→ **ABOUT THIS TASK**
An exact restatement of every record is required.

Saved entries:
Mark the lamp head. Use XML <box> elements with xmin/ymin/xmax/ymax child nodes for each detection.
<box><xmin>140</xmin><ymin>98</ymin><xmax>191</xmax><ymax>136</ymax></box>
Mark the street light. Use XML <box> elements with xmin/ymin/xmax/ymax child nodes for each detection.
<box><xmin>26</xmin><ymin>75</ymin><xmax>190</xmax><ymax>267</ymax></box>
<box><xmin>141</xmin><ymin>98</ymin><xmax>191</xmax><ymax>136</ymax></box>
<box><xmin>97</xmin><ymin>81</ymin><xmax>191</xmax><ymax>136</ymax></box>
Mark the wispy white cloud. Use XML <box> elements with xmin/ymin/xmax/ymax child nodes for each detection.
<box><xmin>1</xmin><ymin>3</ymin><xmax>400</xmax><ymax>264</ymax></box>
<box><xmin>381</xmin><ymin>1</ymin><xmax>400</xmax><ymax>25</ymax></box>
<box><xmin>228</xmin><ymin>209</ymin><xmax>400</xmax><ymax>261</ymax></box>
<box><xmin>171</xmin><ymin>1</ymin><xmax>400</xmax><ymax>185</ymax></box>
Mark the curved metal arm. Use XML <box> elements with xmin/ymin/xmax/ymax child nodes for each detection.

→ **SOLVED PROBLEM**
Mark the lamp head. Use XML <box> elements with xmin/ymin/xmax/ymax child nodes for each detection.
<box><xmin>140</xmin><ymin>98</ymin><xmax>191</xmax><ymax>136</ymax></box>
Mark the street light. Use XML <box> elements with xmin/ymin/xmax/ymax child nodes for each detection.
<box><xmin>26</xmin><ymin>75</ymin><xmax>190</xmax><ymax>267</ymax></box>
<box><xmin>141</xmin><ymin>98</ymin><xmax>191</xmax><ymax>136</ymax></box>
<box><xmin>97</xmin><ymin>81</ymin><xmax>191</xmax><ymax>136</ymax></box>
Mark the wispy white cloud. Use XML <box> elements with xmin/ymin/xmax/ymax child nodes for each detection.
<box><xmin>1</xmin><ymin>3</ymin><xmax>400</xmax><ymax>264</ymax></box>
<box><xmin>381</xmin><ymin>1</ymin><xmax>400</xmax><ymax>25</ymax></box>
<box><xmin>228</xmin><ymin>209</ymin><xmax>400</xmax><ymax>261</ymax></box>
<box><xmin>171</xmin><ymin>1</ymin><xmax>400</xmax><ymax>185</ymax></box>
Mark the curved metal arm. Use XML <box> elements with xmin/ymin/xmax/ymax child nodes for each detection.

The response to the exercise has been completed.